Entries from a pointing dataset
· · · · · · ·

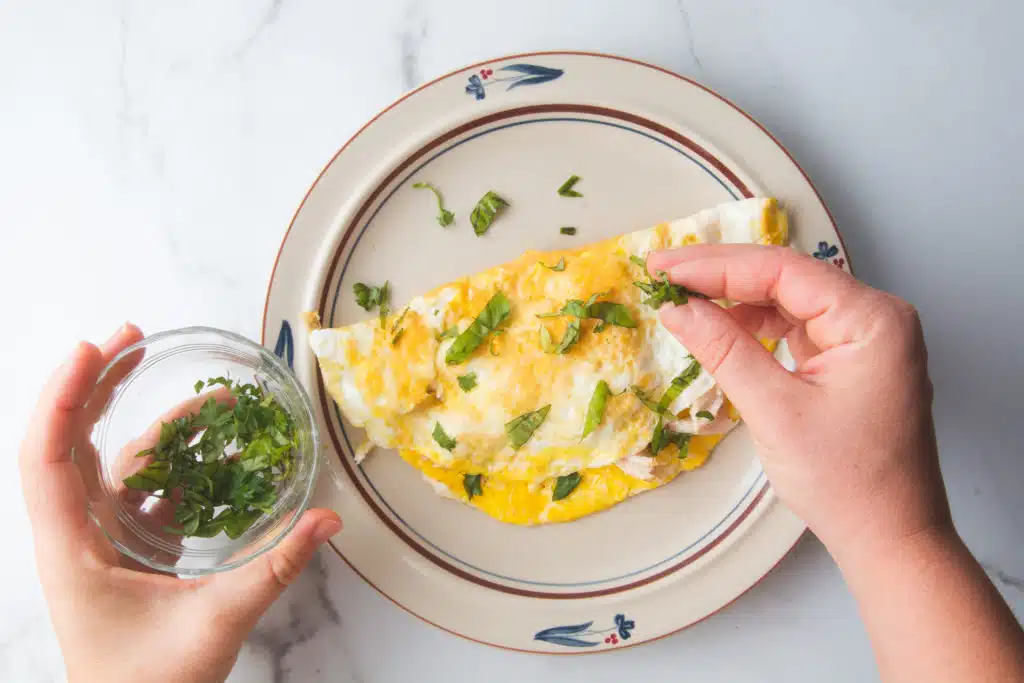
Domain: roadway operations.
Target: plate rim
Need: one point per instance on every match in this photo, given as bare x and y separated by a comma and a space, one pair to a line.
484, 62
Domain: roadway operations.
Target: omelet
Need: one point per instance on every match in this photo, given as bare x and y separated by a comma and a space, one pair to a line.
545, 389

· · · · · · ·

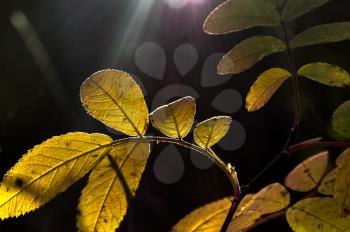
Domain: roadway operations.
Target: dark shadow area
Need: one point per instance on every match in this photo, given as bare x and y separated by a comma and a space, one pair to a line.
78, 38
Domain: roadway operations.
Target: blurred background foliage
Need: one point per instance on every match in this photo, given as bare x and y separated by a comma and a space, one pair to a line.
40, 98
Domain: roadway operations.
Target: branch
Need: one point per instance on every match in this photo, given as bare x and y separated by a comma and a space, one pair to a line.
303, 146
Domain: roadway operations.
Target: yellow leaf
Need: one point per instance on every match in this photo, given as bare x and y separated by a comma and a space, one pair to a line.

· · · · · · ·

▶ **WORK TO DO**:
Pull out each line above that contains the string "Target", and copy those lines in full, in their original order.

▶ **WRITTEN SOLUTION**:
Target: plate rim
Target: omelet
Target: dark shadow area
Target: blurred background foliage
Target: branch
Target: yellow leaf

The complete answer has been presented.